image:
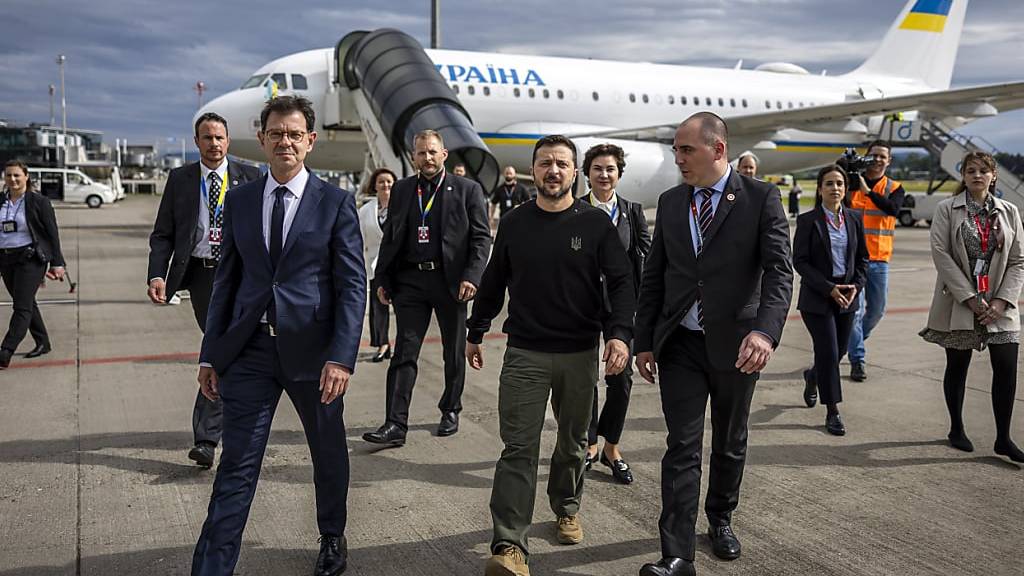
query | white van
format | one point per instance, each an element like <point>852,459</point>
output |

********************

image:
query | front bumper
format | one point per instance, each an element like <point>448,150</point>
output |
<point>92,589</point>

********************

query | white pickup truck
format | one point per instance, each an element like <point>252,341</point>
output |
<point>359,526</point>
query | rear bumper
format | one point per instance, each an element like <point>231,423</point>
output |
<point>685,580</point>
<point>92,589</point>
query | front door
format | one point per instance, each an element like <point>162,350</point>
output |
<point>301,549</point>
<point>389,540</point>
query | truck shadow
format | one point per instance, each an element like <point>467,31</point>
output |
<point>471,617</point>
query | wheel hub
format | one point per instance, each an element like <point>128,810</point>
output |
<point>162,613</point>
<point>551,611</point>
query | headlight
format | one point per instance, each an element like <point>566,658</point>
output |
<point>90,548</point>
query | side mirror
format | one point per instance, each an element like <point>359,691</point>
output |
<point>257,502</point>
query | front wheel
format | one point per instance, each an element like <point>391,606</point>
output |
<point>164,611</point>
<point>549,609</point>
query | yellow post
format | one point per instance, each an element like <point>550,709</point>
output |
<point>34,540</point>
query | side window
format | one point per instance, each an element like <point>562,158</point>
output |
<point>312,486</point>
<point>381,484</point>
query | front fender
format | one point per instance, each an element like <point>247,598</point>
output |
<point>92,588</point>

********************

Problem to solve: Search the data and copy each line containing "front".

Answer box:
query | front bumper
query | front door
query | front wheel
query | front fender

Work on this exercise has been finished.